§ DATA FOR THIS EXERCISE:
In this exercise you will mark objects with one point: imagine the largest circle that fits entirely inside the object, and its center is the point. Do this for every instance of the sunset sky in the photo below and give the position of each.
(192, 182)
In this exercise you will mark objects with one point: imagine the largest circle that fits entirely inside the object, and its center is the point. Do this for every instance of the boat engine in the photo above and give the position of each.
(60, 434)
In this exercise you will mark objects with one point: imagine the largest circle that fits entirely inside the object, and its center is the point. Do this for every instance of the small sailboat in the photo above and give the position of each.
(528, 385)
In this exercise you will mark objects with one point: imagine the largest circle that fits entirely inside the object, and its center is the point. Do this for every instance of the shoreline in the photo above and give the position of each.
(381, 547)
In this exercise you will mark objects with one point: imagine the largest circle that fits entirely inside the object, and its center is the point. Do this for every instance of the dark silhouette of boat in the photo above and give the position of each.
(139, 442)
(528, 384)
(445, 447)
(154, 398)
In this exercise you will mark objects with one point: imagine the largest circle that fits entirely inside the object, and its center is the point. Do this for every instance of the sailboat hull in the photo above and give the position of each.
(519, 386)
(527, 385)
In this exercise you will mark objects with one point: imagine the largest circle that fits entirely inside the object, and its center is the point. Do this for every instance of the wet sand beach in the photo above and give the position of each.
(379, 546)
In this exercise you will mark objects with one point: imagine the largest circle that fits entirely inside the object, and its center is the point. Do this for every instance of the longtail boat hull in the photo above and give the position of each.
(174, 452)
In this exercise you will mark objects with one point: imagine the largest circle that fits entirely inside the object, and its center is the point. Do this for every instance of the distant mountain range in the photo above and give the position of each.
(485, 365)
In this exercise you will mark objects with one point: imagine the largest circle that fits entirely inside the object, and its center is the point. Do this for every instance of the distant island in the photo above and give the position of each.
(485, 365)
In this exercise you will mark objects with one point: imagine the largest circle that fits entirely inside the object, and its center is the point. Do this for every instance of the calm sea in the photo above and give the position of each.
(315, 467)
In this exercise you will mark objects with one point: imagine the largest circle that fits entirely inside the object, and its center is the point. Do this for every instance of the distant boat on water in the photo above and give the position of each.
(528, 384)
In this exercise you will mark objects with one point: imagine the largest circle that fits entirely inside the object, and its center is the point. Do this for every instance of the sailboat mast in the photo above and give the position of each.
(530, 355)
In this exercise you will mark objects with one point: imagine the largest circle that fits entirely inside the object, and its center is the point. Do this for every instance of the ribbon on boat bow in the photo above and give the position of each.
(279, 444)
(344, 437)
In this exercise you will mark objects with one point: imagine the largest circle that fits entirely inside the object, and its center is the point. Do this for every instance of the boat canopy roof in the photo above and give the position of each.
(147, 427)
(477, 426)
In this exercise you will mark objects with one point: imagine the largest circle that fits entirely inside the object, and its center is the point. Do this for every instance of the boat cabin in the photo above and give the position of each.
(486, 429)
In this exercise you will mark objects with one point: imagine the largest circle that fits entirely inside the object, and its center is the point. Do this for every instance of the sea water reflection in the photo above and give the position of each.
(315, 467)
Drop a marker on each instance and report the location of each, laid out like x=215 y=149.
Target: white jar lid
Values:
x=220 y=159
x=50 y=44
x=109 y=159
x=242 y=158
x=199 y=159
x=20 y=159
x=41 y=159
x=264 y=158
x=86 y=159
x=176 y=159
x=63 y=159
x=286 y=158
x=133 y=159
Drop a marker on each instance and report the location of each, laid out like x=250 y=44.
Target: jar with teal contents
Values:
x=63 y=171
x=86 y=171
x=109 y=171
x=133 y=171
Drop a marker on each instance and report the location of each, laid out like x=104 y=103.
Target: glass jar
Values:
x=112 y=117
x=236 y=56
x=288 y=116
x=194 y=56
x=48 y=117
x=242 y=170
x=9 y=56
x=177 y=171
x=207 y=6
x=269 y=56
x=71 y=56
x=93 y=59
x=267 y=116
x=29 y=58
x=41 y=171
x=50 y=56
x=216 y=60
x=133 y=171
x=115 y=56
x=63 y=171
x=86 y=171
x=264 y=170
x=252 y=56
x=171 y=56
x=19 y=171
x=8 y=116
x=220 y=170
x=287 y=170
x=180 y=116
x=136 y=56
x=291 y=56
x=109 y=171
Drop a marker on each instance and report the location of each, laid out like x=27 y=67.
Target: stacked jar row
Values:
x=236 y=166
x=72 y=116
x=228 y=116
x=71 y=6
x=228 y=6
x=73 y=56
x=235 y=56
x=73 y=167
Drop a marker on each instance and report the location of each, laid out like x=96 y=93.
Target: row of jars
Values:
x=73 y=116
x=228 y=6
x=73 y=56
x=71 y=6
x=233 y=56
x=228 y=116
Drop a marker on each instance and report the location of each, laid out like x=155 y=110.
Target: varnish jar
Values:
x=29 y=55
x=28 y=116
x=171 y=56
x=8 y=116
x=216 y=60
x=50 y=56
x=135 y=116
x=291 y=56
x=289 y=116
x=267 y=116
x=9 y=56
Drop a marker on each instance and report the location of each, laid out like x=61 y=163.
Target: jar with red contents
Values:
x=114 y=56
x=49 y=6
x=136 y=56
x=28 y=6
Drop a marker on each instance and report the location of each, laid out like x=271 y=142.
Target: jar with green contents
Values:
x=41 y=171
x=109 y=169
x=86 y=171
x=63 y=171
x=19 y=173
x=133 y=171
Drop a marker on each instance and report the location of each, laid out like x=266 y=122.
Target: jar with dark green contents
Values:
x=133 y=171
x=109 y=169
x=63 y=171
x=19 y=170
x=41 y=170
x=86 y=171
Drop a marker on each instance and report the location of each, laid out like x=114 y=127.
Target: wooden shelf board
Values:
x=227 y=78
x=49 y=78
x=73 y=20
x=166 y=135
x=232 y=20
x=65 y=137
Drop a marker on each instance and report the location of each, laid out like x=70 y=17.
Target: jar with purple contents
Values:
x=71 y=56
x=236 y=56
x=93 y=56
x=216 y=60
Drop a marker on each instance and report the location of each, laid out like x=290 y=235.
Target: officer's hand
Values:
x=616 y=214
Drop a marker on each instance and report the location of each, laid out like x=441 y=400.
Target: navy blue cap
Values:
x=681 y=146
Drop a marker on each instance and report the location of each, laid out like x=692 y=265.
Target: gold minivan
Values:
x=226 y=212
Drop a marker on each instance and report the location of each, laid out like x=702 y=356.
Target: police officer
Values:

§ WHAT TO PRODUCE: Lines containing the word "officer" must be found in the data above and copied.

§ OUTPUT OF THE TASK:
Target: officer's hand
Target: police officer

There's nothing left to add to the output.